- Your instructions -
Pull out every line in the rows below that contains the word "photo", and copy each one in full.

- Data excerpts -
[BEGIN]

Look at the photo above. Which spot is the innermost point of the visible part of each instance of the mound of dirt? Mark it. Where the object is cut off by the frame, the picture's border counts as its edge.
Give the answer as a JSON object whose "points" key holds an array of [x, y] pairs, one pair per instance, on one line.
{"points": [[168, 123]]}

[END]
[BEGIN]

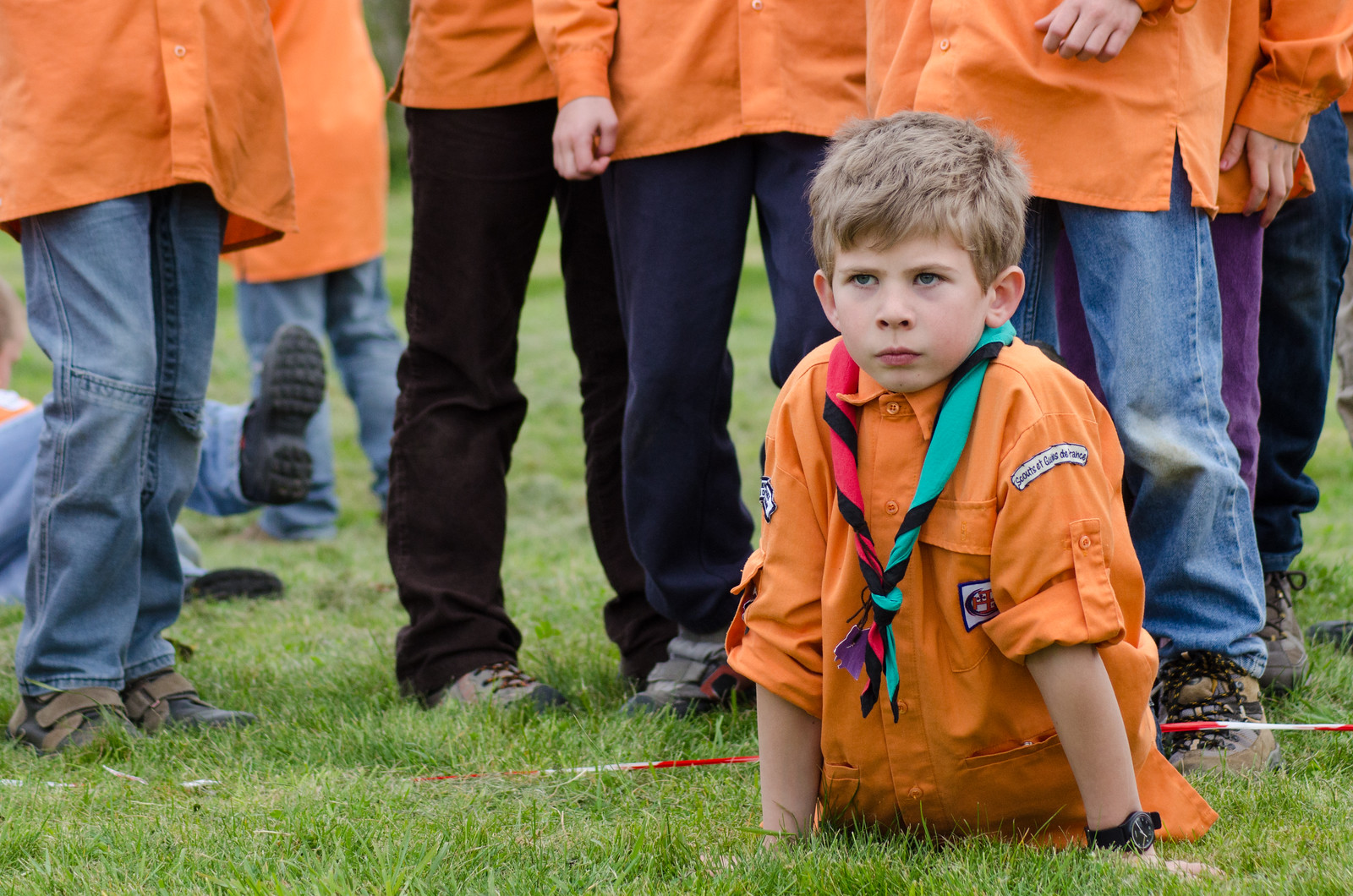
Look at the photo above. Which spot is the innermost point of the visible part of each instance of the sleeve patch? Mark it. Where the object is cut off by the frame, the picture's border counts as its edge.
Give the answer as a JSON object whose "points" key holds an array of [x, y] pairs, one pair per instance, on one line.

[END]

- Task answer -
Look at the photo above. Which spot is the innermost point of the visible part of each instance of the mound of dirt? Mark it. Where the object is cut off by the frame, the picture's border counts as its edge.
Look at the photo above. Which spot is the innermost point of the visible part of each instance of the sleeve patch? Mark it. Where the object is cut off by the frame, the picture's border counts as its edge.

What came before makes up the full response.